*Referring expression data*.
____
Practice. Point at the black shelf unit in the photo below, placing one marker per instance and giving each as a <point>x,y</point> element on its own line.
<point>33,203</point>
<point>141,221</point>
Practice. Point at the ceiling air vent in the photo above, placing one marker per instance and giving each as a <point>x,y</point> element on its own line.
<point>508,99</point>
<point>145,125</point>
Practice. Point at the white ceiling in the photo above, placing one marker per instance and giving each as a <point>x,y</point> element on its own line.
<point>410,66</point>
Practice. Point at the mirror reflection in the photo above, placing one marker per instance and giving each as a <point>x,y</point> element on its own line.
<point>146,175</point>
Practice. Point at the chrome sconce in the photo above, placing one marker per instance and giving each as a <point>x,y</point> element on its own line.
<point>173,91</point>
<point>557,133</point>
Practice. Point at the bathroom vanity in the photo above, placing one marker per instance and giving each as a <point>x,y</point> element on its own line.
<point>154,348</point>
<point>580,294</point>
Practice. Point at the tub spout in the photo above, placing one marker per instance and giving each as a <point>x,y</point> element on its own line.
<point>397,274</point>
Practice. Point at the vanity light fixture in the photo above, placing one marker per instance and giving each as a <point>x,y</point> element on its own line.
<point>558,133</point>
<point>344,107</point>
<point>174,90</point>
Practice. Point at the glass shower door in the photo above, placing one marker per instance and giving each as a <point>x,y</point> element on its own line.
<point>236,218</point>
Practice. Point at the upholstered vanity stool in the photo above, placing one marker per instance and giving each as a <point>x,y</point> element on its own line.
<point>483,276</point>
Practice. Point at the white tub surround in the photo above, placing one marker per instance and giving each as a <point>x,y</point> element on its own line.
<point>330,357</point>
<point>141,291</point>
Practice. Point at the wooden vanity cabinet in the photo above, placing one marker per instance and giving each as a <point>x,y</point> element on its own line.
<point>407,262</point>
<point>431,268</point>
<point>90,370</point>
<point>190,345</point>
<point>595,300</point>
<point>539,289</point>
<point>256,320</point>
____
*Exercise*. Final part of the records: return the line that contains "Practice. Point at the white ceiling" and every line after it, exactly, with no other lines added.

*Result of this exercise*.
Practice. Point at the white ceiling in the photo above, placing one marker per instance and giving each as a <point>x,y</point> element on its own line.
<point>410,66</point>
Practice. Point at the mirror reflection in the photo above, placing one marker per instance and giving each as a <point>x,y</point> element on its own line.
<point>146,175</point>
Practice. Point at the chrome sconce in the photo above, placing one marker per instance and giving each as a <point>x,y</point> element on its own line.
<point>173,91</point>
<point>557,133</point>
Practice. Point at the bathroom vanity in the photo above, placing one marker per instance and giving each as a <point>x,y</point> element on its own line.
<point>154,348</point>
<point>580,294</point>
Practice. Point at the tub spout in the photo above, placing one marker per instance and giving each as a <point>x,y</point> element on its own line.
<point>397,274</point>
Practice. Point at the vanity light fixture in the photo above, placing one marker per instance and giving each as a <point>x,y</point> element on its own line.
<point>558,133</point>
<point>344,107</point>
<point>174,90</point>
Practice. Point at the glass shower door in the photo above, placing one marker per instance and giving each as a <point>x,y</point> element on its own line.
<point>236,218</point>
Practice. Point at the upholstered vanity stool in the photo above, placing one marker per instance and giving each as a <point>x,y</point> element on its own line.
<point>483,276</point>
Practice. Point at the white tub surround in the photo above, placing one marker per instance and giving each as a <point>x,y</point> element on its own line.
<point>330,357</point>
<point>141,291</point>
Practice. Point at the wooden vanity cabinet in the photo above, placing one marker per instance and giving each as a <point>x,y</point> element on its own line.
<point>407,262</point>
<point>431,268</point>
<point>90,370</point>
<point>190,345</point>
<point>595,300</point>
<point>539,289</point>
<point>256,320</point>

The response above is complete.